● TASK STATEMENT
Only one stretch of the listing below is wanted. Begin at the line that has "like [423, 302].", stop after the line that has "like [295, 64].", and repeat every line in between exactly.

::::::

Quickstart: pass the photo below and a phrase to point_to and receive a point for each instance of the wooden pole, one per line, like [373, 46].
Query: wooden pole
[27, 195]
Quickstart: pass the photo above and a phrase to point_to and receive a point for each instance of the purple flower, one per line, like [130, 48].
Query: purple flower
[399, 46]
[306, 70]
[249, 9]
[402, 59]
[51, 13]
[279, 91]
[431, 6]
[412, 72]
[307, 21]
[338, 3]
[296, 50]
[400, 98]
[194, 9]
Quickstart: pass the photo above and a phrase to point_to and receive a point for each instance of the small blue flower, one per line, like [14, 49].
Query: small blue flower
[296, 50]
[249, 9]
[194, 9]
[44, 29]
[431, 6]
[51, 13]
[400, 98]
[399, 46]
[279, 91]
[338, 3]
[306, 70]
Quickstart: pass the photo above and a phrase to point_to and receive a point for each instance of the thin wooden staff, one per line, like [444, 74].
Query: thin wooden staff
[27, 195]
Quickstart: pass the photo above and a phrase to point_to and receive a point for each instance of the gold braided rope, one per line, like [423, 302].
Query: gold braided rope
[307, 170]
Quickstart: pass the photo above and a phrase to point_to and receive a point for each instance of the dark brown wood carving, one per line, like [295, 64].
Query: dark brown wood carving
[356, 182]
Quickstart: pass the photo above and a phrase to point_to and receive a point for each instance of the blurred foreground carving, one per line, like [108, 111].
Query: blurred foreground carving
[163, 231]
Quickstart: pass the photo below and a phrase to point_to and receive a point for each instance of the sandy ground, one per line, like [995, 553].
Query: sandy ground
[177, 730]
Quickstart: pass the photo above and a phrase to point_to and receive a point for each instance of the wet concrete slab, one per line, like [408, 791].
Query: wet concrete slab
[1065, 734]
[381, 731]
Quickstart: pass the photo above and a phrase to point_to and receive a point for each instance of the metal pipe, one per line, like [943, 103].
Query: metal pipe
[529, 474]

::::::

● FINISHED EXERCISE
Quickstart: pass the photo above and a phrase to point_to and receive a point for each instance of the gold braided rope, one per line, like [423, 302].
Query: gold braided rope
[307, 170]
Quickstart: pass the photo above and a phrase to point_to and receive a point for each instance of the dark brown wood carving, one per line, like [295, 64].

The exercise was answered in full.